Prolongue o excerto abaixo sobre a censura na União Soviética, começando logo a seguir à sua última frase.

*Excerto da página:*
***

Ainda assim, muitos tentavam “furar as regras”. Cheguei a viajar de comboio no país numerosas vezes sem autorização, bastando para isso manter-me calada ao longo da viagem e imitar o comportamento dos outros passageiros. O importante era “agir como toda a gente”, coisa que os portugueses sabem muito bem fazer.
A censura vem de longe
Em novembro de 1917, o Sovnarkom (Conselho dos Comissários do Povo, ou seja, o governo bolchevique de Lenine) aprovou uma das suas primeiras leis: a censura da imprensa, justificando isto como sendo parte da luta contra os inimigos, a contrarrevolução.
Passadas décadas, em 1980, um dos elementos da vida soviética continuava a ser a censura prévia e a existência de listas de livros, músicas e filmes proibidos (hoje diríamos “cancelados”). O Ministério da Educação enviava às escolas listas de grupos musicais ocidentais que os jovens estavam proibidos de ouvir. Também é verdade que parte da juventude soviética arranjava forma de obter essas músicas – nem todos os jovens eram conformistas.
Todas as publicações na imprensa, em livros ou revistas, estavam sujeitas à censura prévia do Estado. As obras incluídas nestas listas, caso fossem publicadas no estrangeiro, eram apreendidas na alfândega.
Mas não quero só falar do passado.

***

*Dados guardados:*
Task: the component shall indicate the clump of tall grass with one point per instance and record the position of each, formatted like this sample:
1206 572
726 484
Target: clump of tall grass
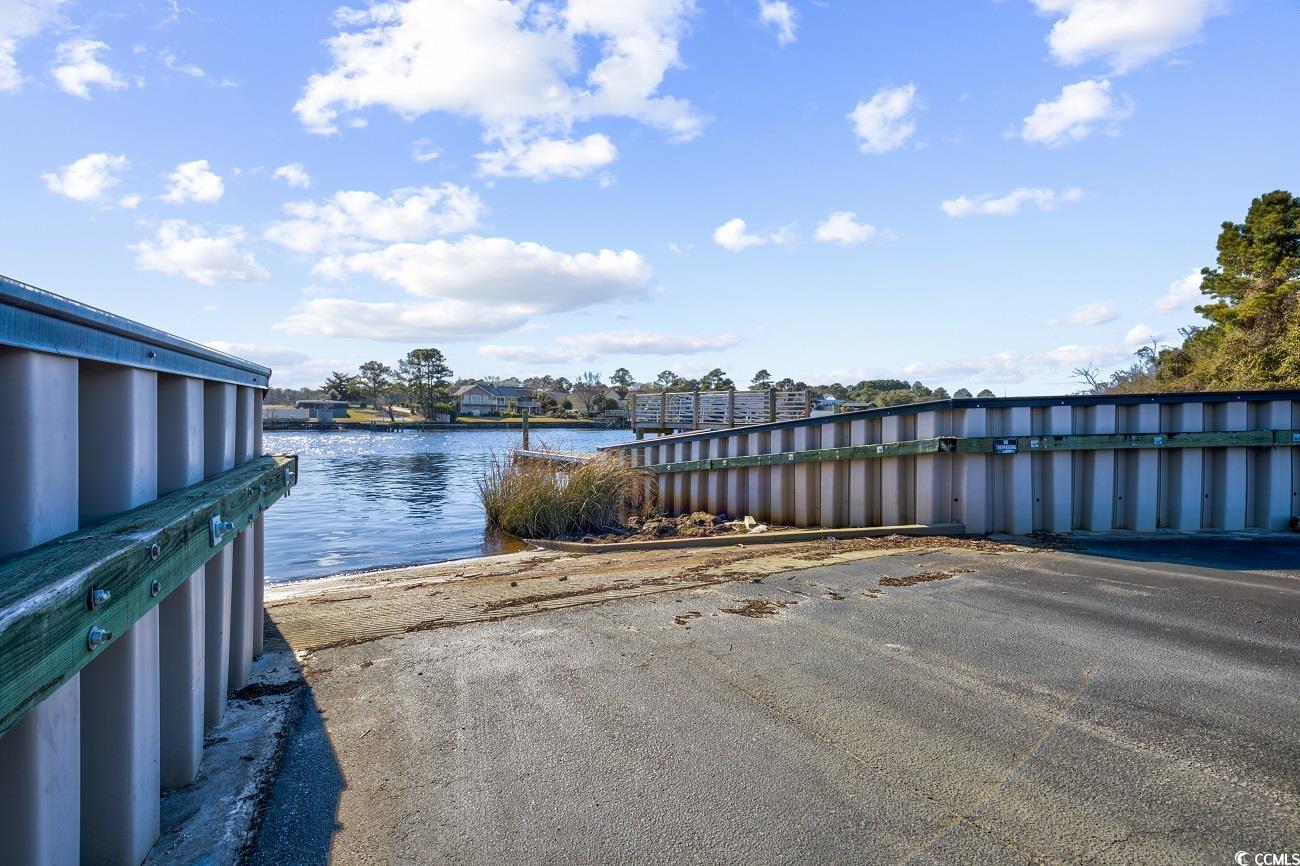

***

*Espaço de resposta:*
O longe que se tornou perto: tudo boas intenções
Hoje, não vale a pena esconder que caminhamos para novas sociedades autoritárias e de vigilância digital na Europa.
Há dois países da Europa Ocidental, considerados o nosso modelo de liberdade e prosperidade, que estão a caminhar para o autoritarismo: a Alemanha e a França.
Na Alemanha, após a aprovação de uma lei muito restritiva em 2021, qualquer pessoa que publique “discurso de ódio” ou “insultos” (uma mera opinião crítica pode caber nesta designação) pode ser condenada a vários anos de prisão. Os autores de certas publicações são alvo de ações policiais, conteúdos nas redes sociais podem ser rapidamente retirados, bloqueados ou as contas suspensas, com ou sem decisão judicial.
O jornal alemão Bild perguntou recentemente: “Ainda é possível expressar abertamente opinião na Alemanha? Muitos já não acreditam nisso!”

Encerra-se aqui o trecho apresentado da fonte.